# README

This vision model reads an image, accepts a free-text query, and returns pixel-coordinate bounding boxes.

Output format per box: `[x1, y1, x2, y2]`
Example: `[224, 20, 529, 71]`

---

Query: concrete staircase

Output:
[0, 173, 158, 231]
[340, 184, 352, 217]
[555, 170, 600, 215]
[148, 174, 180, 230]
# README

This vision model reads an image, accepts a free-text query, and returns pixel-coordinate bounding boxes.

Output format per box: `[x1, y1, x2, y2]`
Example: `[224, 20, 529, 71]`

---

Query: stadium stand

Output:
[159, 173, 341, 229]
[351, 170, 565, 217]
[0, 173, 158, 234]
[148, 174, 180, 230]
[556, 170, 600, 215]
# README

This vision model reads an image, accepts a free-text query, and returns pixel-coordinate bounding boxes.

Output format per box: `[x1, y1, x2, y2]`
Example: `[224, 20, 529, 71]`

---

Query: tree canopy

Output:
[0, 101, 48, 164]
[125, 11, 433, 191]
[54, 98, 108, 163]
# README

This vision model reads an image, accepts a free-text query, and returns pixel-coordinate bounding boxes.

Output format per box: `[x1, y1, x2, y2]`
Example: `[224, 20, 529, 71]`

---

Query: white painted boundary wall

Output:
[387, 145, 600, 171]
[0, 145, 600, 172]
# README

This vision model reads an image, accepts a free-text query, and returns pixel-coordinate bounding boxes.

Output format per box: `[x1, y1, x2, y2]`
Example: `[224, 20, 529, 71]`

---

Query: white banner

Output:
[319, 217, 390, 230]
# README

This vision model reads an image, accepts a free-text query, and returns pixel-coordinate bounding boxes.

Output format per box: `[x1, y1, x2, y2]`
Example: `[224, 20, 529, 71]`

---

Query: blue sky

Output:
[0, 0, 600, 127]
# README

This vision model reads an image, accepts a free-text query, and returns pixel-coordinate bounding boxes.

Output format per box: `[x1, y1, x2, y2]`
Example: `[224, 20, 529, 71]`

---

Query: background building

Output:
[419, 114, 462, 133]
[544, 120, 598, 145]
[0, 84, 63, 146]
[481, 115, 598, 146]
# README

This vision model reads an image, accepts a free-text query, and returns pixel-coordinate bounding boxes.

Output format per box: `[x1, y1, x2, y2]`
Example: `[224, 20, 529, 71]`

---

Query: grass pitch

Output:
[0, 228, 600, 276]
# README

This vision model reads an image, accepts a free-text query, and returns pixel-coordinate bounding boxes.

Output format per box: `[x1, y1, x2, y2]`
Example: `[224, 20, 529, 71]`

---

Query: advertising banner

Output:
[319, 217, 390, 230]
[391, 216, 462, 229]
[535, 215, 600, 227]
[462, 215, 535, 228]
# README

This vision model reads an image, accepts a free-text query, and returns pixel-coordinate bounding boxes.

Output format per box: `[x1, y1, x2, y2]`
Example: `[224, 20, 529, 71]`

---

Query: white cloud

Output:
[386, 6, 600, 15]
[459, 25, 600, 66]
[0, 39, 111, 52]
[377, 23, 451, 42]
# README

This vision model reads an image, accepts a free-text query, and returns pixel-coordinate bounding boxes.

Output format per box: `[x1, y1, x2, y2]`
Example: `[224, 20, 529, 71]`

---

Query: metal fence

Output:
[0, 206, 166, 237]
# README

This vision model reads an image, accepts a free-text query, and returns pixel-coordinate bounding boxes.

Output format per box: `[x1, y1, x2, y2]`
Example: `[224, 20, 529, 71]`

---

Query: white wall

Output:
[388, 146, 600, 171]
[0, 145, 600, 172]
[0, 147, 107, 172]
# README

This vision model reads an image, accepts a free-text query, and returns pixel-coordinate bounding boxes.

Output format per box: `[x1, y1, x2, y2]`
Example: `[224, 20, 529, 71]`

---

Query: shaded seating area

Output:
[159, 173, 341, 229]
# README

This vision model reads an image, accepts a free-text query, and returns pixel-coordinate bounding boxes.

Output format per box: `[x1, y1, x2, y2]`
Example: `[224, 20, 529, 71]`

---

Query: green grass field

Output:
# # # # #
Arrange every line of the records above as a numbered list, omitting the blank lines.

-- Output below --
1. # README
2. This vision model reads an image, accepts a free-text query, and returns pixel-coordinate bounding boxes.
3. Output format per box: `[x1, y1, x2, y2]`
4. Example: `[224, 20, 529, 71]`
5. ---
6. Query: concrete staircase
7. Output:
8. [0, 173, 158, 231]
9. [340, 184, 352, 217]
10. [555, 170, 600, 215]
11. [148, 174, 180, 230]
12. # README
13. This vision model reads an image, accepts a free-text query, and returns pixel-coordinate bounding boxes.
14. Output format per box: `[x1, y1, x2, y2]`
15. Example: `[224, 20, 529, 71]`
16. ---
17. Query: stadium stand
18. Output:
19. [159, 173, 341, 229]
20. [351, 170, 565, 217]
21. [0, 173, 158, 234]
22. [148, 174, 180, 230]
23. [556, 170, 600, 215]
24. # README
25. This vision model reads an image, accepts a free-text query, and returns pixel-coordinate bounding boxes.
26. Output format per box: `[x1, y1, x2, y2]`
27. Example: `[224, 20, 529, 71]`
28. ---
29. Query: tree canopy
30. Output:
31. [0, 101, 48, 164]
32. [125, 11, 433, 191]
33. [54, 98, 108, 163]
34. # README
35. This vision model reads an image, accepts a free-text query, and returns pixel-coordinate bounding boxes.
36. Output format per box: `[x1, y1, x2, y2]`
37. Example: `[224, 20, 529, 71]`
38. ---
39. Query: white painted boundary wall
40. Output:
41. [387, 145, 600, 171]
42. [0, 145, 600, 172]
43. # README
44. This vision model reads an image, accepts a free-text query, and returns pixel-coordinate bounding boxes.
45. Output format per box: `[x1, y1, x2, y2]`
46. Example: `[224, 20, 529, 71]`
47. ---
48. Query: white banner
49. Output:
50. [319, 217, 390, 230]
51. # README
52. This vision model reads an image, accepts a free-text query, and returns pixel-coordinate bounding boxes.
53. Output format per box: `[x1, y1, x2, y2]`
54. Example: `[224, 20, 529, 71]`
55. ---
56. Query: blue sky
57. Output:
58. [0, 0, 600, 127]
59. # README
60. This vision model reads an image, accepts a free-text query, and returns pixel-coordinate bounding boxes.
61. Output format per box: `[x1, y1, x2, y2]`
62. Example: `[224, 20, 529, 71]`
63. ---
64. Query: background building
65. Output:
66. [419, 114, 462, 133]
67. [544, 120, 598, 145]
68. [0, 84, 63, 146]
69. [481, 115, 598, 146]
70. # README
71. This vision model reads an image, accepts a free-text query, and returns pixel-coordinate bounding boxes.
72. Output format per box: `[x1, y1, x2, y2]`
73. Example: `[224, 20, 529, 71]`
74. ---
75. Query: grass pitch
76. Output:
77. [0, 228, 600, 276]
78. # README
79. This vision model reads an image, accepts a free-text query, and returns pixel-coordinate bounding boxes.
80. Output format per box: `[x1, y1, x2, y2]`
81. Example: `[224, 20, 529, 71]`
82. ---
83. Query: advertising banner
84. Output:
85. [319, 217, 390, 230]
86. [391, 216, 462, 229]
87. [535, 215, 600, 227]
88. [462, 215, 535, 228]
89. # README
90. This vision model reads an image, accepts a free-text query, and returns pixel-coordinate bounding boxes.
91. Output format per box: `[x1, y1, x2, y2]`
92. Example: `[224, 20, 529, 71]`
93. ---
94. Query: white cloud
95. Output:
96. [386, 6, 600, 15]
97. [459, 25, 600, 66]
98. [0, 39, 111, 52]
99. [377, 23, 451, 42]
100. # README
101. This vision model reads an image, accepts a free-text query, and returns pixel-coordinate bounding boxes.
102. Output format per box: `[x1, y1, x2, y2]`
103. Example: `[224, 20, 529, 71]`
104. ---
105. Query: metal fence
106. Output:
107. [0, 206, 166, 237]
108. # README
109. This vision model reads an image, accepts a free-text query, and returns pixel-coordinate bounding boxes.
110. Output format per box: `[x1, y1, x2, y2]`
111. Example: `[224, 20, 529, 71]`
112. ---
113. Query: white wall
114. Output:
115. [388, 146, 600, 171]
116. [0, 145, 600, 172]
117. [0, 147, 107, 172]
118. # README
119. This vision model reads an image, accepts a free-text query, and returns pixel-coordinate bounding boxes.
120. Output format per box: `[x1, y1, x2, y2]`
121. Example: `[224, 20, 529, 71]`
122. ---
123. Query: shaded seating area
124. Output:
125. [159, 173, 341, 229]
126. # README
127. This vision model reads an image, accepts a free-text query, and returns pixel-coordinate bounding boxes.
128. Output format per box: `[x1, y1, x2, y2]`
129. Example: `[224, 20, 529, 71]`
130. ---
131. Query: green grass field
132. Output:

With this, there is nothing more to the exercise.